Just as there are many different ways of learning, there are many different ways of designing learning programs.
But while we’re spoilt for choice when it comes to different learning design models, you’d do well spending less time on choosing the “right” framework, and more time thinking about what works best for you and your learners.
Ultimately, learning design models often share similar elements, as you can see in the table below, comparing the classic ADDIE and AGILE frameworks.
You can see even if there are some changes in order or phrasing, the core ideas remain clear.
Let’s now go through each of the four steps that you should follow, regardless of your framework.
Step 1: Assess and Understand
In this debut phase, you’ll ask yourself questions about the requirements and outcomes that your learning should have on learners. Getting these goals clear now will make sure everyone’s on the same page and help save you time later.
Part of laying the groundwork in this stage is to understand your learner and the designs and delivery modes that best suit them. Again, you are faced with a wealth of choices about how you can present your learning materials. From scenarios and case studies to dialogue simulations or multiple-choice assessments, your success in selecting the right way to convey information depends on the needs, wants and capabilities of your learners.
Setting clear goals for your learning is one of the most important parts of this step. Not only is it crucial to ensure that you cover the right content, but being able to present learners with clear learning goals for each step of the way will also help improve their engagement.
If you can clearly show what problems you wish to help the learner solve, and how you will go about it, you’ll immediately be on the way to providing value with your new resource.
Step 2: Design and Develop
Once you have laid the groundwork with planning, it is time to start designing your learning. For this, you might consider using an eLearning authoring tool. At Guroo Producer we use our own software, PRODUCER, but other popular choices include Articulate 360 and Adobe’s Captivate. Again, you are spoilt for choice, and the best solution for you depends on your particular circumstances.
If you’re new to learning design, however, it can save you lots of time and effort to choose an author platform, which:
- is intuitive and easy to use. Being able to make updates quickly and easily, and to have a clear view of what your learners will, will make for a seamless production.
- comes with ready-to-use templates and stock assets (e.g images, characters and icons) to help you pull together engaging and beautiful learning with ease.
- is scalable and allows you to copy screens and content within and between programs.

GIVEN ENTRIES -
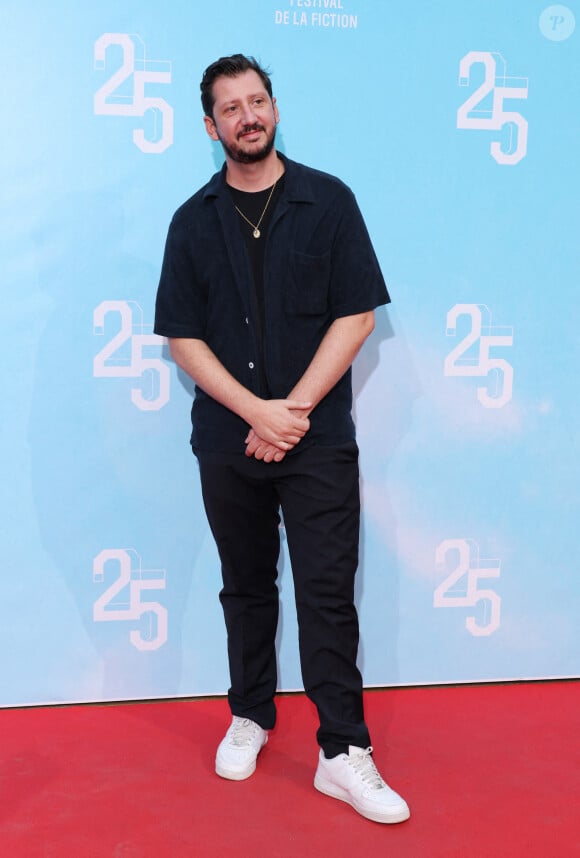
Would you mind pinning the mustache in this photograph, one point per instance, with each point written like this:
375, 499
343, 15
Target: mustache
255, 126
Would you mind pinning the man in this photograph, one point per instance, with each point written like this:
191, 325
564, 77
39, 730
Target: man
267, 292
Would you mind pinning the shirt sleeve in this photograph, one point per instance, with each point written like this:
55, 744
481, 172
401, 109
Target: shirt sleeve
357, 283
180, 307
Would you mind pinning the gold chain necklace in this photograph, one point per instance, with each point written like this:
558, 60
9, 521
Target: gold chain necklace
256, 226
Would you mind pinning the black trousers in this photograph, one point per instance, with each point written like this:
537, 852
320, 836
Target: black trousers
318, 492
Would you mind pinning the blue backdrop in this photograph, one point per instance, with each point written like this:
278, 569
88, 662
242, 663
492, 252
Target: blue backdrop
457, 126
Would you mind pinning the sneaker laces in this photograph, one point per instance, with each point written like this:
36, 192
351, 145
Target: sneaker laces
242, 732
364, 766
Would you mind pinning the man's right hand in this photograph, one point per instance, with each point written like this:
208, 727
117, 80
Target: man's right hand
280, 422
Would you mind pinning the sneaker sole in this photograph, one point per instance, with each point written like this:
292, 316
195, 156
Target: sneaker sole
232, 775
237, 774
386, 817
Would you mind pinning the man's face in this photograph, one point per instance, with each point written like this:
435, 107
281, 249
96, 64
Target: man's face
244, 117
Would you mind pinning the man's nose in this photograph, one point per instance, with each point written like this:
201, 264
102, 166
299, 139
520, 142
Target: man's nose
248, 114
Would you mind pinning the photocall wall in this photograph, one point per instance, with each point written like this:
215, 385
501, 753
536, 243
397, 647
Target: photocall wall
457, 126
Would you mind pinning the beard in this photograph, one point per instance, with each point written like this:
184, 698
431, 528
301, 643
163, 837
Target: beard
241, 156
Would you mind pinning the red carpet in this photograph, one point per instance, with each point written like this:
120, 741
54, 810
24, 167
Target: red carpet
488, 771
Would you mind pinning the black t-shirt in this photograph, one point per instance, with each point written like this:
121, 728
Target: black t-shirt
257, 208
318, 265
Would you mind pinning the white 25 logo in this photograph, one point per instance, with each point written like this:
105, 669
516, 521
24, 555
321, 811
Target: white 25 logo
471, 357
132, 579
113, 100
478, 114
453, 594
123, 356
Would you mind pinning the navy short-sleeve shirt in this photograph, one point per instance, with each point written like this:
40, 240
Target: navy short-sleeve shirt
319, 265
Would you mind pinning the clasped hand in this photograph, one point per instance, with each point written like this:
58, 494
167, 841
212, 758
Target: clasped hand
277, 426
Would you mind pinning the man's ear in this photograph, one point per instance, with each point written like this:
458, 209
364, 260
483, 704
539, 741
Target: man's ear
210, 127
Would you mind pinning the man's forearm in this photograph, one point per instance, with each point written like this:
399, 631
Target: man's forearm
339, 347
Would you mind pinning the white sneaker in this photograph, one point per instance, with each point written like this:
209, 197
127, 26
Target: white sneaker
238, 750
354, 778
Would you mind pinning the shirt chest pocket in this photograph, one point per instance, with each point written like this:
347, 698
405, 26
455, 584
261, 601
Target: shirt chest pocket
309, 281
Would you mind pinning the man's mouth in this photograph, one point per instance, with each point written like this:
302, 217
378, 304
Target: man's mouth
249, 132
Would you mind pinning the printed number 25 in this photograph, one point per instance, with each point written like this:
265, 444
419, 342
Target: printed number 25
108, 102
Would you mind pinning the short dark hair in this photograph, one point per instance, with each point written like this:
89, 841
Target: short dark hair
229, 67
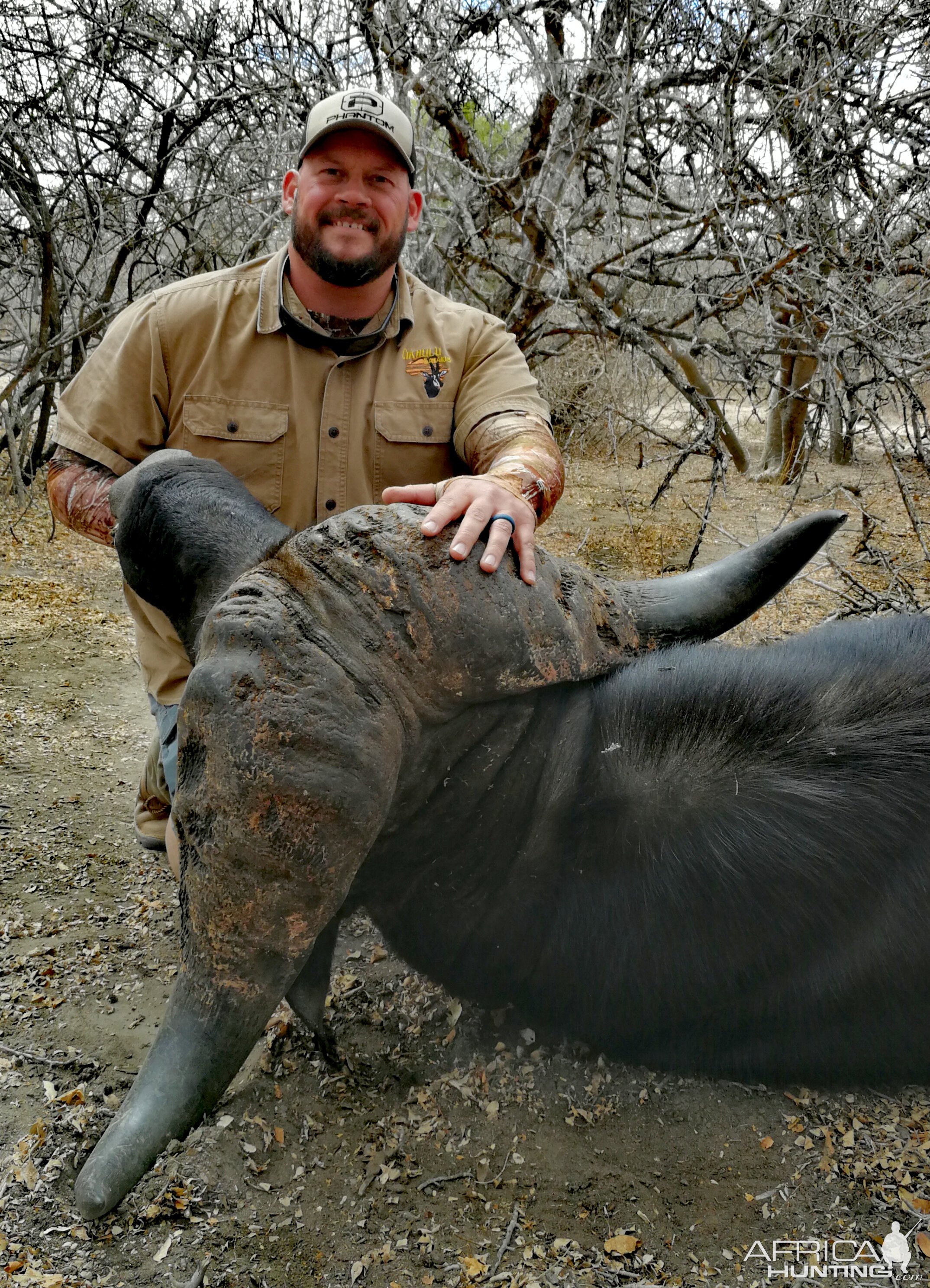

PROBLEM STATEMENT - Besides PRODUCER, which eLearning authoring tools does the learning design text name as popular choices?

WRITTEN SOLUTION - Articulate 360 and Adobe's Captivate.